(Stored data entries)

+++++

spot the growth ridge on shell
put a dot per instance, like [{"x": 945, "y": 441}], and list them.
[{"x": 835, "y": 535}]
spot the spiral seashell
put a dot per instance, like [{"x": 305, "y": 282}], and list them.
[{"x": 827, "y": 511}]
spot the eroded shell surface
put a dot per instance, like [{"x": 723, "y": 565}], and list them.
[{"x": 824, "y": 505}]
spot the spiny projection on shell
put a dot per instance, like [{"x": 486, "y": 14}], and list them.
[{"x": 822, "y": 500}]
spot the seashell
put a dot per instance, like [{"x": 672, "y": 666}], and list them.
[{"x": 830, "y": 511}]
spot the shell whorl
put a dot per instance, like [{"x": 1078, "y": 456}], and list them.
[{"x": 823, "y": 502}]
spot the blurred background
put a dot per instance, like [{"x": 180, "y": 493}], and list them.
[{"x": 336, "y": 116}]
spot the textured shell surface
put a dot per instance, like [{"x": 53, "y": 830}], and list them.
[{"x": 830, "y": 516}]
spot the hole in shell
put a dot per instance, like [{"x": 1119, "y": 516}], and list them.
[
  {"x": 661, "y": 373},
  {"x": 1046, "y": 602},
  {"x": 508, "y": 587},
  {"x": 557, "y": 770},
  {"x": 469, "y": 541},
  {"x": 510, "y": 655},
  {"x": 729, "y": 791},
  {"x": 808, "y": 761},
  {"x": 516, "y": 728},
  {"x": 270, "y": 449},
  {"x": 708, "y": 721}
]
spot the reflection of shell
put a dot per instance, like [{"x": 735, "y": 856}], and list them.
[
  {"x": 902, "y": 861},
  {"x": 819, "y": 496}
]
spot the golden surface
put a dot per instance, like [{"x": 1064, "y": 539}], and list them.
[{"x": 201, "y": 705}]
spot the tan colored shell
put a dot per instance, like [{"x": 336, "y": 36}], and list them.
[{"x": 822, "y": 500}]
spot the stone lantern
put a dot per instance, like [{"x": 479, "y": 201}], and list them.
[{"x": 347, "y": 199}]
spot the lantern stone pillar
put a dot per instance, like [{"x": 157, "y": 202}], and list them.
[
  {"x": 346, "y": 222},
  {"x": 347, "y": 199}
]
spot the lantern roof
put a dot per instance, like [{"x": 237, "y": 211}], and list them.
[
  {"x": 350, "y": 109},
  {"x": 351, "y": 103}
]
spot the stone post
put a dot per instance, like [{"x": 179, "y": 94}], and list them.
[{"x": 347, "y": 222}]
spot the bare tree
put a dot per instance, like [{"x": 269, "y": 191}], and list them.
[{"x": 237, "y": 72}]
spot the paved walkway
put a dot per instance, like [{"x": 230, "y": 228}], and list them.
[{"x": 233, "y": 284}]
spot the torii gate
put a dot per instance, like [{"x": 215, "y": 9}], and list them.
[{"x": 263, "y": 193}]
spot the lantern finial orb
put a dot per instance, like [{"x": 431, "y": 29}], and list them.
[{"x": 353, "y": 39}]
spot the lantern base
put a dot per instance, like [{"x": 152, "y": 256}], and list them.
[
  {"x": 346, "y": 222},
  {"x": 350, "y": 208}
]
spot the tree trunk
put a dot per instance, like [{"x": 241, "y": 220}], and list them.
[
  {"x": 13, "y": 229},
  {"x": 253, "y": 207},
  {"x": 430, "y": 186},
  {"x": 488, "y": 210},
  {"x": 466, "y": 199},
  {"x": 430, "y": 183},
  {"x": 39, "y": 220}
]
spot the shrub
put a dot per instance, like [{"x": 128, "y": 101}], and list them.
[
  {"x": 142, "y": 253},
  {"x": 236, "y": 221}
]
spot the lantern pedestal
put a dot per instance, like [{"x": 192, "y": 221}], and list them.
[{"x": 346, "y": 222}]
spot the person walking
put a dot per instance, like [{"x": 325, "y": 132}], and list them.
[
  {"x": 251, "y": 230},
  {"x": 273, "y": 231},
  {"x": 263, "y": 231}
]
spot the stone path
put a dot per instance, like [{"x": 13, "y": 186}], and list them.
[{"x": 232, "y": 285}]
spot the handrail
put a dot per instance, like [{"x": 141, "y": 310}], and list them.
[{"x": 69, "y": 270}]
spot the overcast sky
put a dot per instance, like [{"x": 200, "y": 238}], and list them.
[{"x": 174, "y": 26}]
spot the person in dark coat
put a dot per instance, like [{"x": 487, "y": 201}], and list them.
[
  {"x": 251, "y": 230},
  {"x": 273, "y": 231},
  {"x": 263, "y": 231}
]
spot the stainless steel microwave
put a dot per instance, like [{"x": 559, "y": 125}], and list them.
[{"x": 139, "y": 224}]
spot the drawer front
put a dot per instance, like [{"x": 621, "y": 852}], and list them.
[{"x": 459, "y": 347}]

+++++

■ **Exercise description**: Quote the data in full, keeping each word unchanged.

■ **Result of the exercise**:
spot the growth ridge on shell
put a dot per instance, like [{"x": 945, "y": 441}], and list them.
[{"x": 835, "y": 535}]
spot the spiral seashell
put a dot per instance, like [{"x": 305, "y": 282}], and list them.
[{"x": 827, "y": 511}]
spot the eroded shell surface
put a dot per instance, like [{"x": 723, "y": 565}], and list them.
[{"x": 824, "y": 505}]
spot the spiny projection on shell
put a dot per instance, like [{"x": 486, "y": 14}], and list them.
[{"x": 822, "y": 500}]
spot the seashell
put a dot per instance, like [{"x": 672, "y": 666}], and list them.
[{"x": 830, "y": 511}]
spot the shell whorl
put a dot per instance, like [{"x": 1078, "y": 456}], and list them.
[{"x": 823, "y": 502}]
spot the blurred background
put a dot per instance, like [{"x": 180, "y": 493}], and list them.
[{"x": 336, "y": 116}]
spot the textured shell surface
put a dot per instance, like [{"x": 53, "y": 830}], and list them.
[{"x": 830, "y": 516}]
spot the hole in shell
put a dot per instance, like [{"x": 1119, "y": 516}], and list them.
[
  {"x": 661, "y": 373},
  {"x": 1046, "y": 602},
  {"x": 508, "y": 587},
  {"x": 557, "y": 770},
  {"x": 469, "y": 541},
  {"x": 510, "y": 655},
  {"x": 729, "y": 791},
  {"x": 808, "y": 761},
  {"x": 516, "y": 728},
  {"x": 270, "y": 449},
  {"x": 708, "y": 721}
]
spot the reflection of shell
put a dot per instance, like [{"x": 735, "y": 856}], and list them.
[
  {"x": 902, "y": 861},
  {"x": 819, "y": 496}
]
spot the golden surface
put a dot per instance, like [{"x": 1064, "y": 539}], and list them.
[{"x": 201, "y": 705}]
spot the tan colored shell
put a dot per instance, like [{"x": 336, "y": 36}], and list them.
[{"x": 822, "y": 500}]
spot the stone lantern
put a dot per instance, like [{"x": 479, "y": 201}], and list them.
[{"x": 347, "y": 199}]
spot the lantern stone pillar
put a dot per instance, like [{"x": 157, "y": 202}], and list them.
[
  {"x": 346, "y": 222},
  {"x": 347, "y": 199}
]
spot the lantern roof
put a dot per instance, like [{"x": 237, "y": 211}], and list them.
[
  {"x": 350, "y": 109},
  {"x": 351, "y": 103}
]
spot the stone post
put a dot per instance, like [{"x": 179, "y": 94}], and list them.
[{"x": 347, "y": 222}]
spot the bare tree
put a dot per instance, like [{"x": 269, "y": 191}], and list them.
[{"x": 237, "y": 72}]
spot the paved walkway
put a dot per instance, like [{"x": 230, "y": 228}], and list them.
[{"x": 233, "y": 284}]
spot the torii gate
put a dot per instance, like [{"x": 215, "y": 9}], and list them.
[{"x": 263, "y": 193}]
spot the lantern finial orb
put a dot per instance, like [{"x": 431, "y": 29}], and list them.
[{"x": 353, "y": 39}]
spot the lantern base
put a dot per instance, like [{"x": 152, "y": 256}], and list them.
[
  {"x": 346, "y": 222},
  {"x": 350, "y": 208}
]
spot the tree trunk
put a dot per instance, like [{"x": 241, "y": 220}], and list them.
[
  {"x": 13, "y": 229},
  {"x": 253, "y": 207},
  {"x": 430, "y": 186},
  {"x": 488, "y": 210},
  {"x": 466, "y": 199},
  {"x": 430, "y": 183},
  {"x": 39, "y": 220}
]
spot the shrub
put a dot per instance, like [{"x": 128, "y": 101}], and list them.
[
  {"x": 142, "y": 253},
  {"x": 236, "y": 221}
]
spot the lantern pedestal
put a dot per instance, like [{"x": 192, "y": 221}], and list them.
[{"x": 346, "y": 222}]
spot the person walking
put a dot per instance, like [{"x": 325, "y": 132}], and list them.
[
  {"x": 251, "y": 230},
  {"x": 273, "y": 231},
  {"x": 263, "y": 231}
]
spot the stone path
put a dot per instance, like [{"x": 13, "y": 186}], and list them.
[{"x": 232, "y": 285}]
spot the handrail
put a dot per instance, like [{"x": 141, "y": 310}], and list them.
[{"x": 69, "y": 270}]
spot the overcast sky
put a dot per instance, like [{"x": 200, "y": 238}], and list them.
[{"x": 174, "y": 26}]
spot the person in dark coat
put a dot per instance, like [{"x": 487, "y": 201}], and list them.
[
  {"x": 251, "y": 230},
  {"x": 273, "y": 231},
  {"x": 263, "y": 231}
]
spot the stainless steel microwave
put a dot per instance, like [{"x": 559, "y": 125}], and list them.
[{"x": 139, "y": 224}]
spot the drawer front
put a dot per instance, like [{"x": 621, "y": 852}], and list them.
[{"x": 459, "y": 347}]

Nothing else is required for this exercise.